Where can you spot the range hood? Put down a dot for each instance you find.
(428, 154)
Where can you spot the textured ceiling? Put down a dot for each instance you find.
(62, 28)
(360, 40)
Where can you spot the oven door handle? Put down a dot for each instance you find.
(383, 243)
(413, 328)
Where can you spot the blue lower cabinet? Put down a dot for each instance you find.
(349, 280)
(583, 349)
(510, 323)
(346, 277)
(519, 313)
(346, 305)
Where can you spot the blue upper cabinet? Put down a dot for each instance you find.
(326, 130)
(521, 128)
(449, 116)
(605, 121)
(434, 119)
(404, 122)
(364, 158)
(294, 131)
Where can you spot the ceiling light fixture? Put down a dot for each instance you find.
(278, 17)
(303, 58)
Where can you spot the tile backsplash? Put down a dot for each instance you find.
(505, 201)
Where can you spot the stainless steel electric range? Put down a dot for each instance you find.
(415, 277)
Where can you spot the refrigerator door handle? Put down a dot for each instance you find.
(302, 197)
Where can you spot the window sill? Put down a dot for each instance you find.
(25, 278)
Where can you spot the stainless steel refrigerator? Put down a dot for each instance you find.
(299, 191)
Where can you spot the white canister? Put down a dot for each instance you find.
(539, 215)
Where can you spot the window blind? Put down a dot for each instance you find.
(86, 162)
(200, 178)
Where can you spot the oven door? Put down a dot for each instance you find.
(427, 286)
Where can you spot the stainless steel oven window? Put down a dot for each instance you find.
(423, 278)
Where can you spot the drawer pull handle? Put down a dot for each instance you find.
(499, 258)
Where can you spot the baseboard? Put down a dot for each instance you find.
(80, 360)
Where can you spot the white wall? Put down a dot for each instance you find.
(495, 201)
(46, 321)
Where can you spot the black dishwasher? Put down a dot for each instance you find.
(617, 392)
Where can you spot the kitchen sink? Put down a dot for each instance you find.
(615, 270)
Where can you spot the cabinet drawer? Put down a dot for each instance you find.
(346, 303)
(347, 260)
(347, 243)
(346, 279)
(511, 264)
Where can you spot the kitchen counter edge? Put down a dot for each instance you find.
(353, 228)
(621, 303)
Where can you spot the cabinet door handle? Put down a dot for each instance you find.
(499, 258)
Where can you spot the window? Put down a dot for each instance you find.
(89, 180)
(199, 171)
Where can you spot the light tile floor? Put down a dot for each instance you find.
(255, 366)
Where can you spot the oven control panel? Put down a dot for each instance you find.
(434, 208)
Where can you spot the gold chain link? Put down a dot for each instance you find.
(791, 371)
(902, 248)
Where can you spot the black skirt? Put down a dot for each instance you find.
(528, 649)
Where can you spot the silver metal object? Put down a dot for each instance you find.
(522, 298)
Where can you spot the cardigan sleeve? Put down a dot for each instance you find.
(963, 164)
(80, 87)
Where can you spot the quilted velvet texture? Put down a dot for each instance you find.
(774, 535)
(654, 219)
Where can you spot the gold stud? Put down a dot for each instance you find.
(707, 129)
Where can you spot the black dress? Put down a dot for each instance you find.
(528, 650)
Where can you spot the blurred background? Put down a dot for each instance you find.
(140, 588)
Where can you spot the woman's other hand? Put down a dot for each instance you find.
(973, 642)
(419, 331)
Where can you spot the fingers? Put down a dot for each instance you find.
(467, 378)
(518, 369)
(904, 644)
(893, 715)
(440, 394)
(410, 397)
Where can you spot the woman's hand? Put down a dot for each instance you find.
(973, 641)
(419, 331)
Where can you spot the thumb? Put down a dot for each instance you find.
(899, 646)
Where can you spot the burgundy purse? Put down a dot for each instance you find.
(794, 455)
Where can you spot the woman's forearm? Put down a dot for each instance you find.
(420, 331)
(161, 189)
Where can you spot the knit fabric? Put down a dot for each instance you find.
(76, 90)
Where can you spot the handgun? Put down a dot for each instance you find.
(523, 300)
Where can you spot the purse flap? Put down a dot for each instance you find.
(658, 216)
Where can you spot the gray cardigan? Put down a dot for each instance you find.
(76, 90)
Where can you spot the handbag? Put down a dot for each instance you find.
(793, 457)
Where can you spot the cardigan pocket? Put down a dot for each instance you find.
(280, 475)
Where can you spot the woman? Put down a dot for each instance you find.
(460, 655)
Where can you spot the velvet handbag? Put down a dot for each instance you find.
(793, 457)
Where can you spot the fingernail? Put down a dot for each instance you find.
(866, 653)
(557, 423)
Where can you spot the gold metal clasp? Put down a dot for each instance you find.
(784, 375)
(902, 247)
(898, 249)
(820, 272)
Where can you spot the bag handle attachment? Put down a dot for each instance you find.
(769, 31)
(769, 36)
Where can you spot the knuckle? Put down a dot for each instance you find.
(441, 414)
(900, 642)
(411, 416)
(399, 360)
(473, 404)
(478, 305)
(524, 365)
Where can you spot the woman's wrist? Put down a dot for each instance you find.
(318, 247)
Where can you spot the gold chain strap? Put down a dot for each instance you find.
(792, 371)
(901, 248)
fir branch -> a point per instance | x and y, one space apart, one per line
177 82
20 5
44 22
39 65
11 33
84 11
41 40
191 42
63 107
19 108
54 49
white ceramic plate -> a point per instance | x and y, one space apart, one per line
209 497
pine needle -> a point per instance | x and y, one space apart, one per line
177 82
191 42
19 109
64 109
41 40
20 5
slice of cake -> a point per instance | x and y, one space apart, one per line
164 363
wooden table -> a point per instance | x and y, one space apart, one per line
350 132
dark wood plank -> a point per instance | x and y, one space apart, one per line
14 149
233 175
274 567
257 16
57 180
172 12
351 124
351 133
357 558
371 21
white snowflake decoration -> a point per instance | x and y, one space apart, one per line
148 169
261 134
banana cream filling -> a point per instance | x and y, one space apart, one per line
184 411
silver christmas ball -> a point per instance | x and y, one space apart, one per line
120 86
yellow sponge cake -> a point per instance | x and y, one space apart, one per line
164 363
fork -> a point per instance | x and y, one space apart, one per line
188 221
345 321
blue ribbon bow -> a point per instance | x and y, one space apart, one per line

• • •

# [WRITTEN TASK]
Return exactly the lines of the data, and only those, from the line with "white ceramic plate" through the last line, inclusive.

# [RESPONSE]
white ceramic plate -> a point per instance | x and y, one space apart, one per line
209 497
pine needle -> a point per instance | x and y, one space apart, one per line
177 82
191 42
19 109
64 109
41 40
20 5
slice of cake -> a point per instance | x and y, one space apart, one per line
164 363
wooden table -> a point per instance | x and y, one space apart, one per line
350 132
dark wood plank -> a point per instance | x and y, one space apart, one per line
14 149
233 175
274 567
257 16
57 180
172 12
351 124
351 133
357 558
371 21
white snowflake decoration -> a point per instance | x and y, one space apart, one per line
148 169
261 134
banana cream filling -> a point per instance | x and y, one space apart, one per line
184 411
silver christmas ball -> a point per instance | x and y, one space apart, one per line
120 86
yellow sponge cake -> a point per instance | x and y, one space apart, one per line
164 363
fork -> a point per instance | x and y, one space apart, one per line
188 221
345 321
blue ribbon bow -> a point per instance | x and y, one space apart, one per line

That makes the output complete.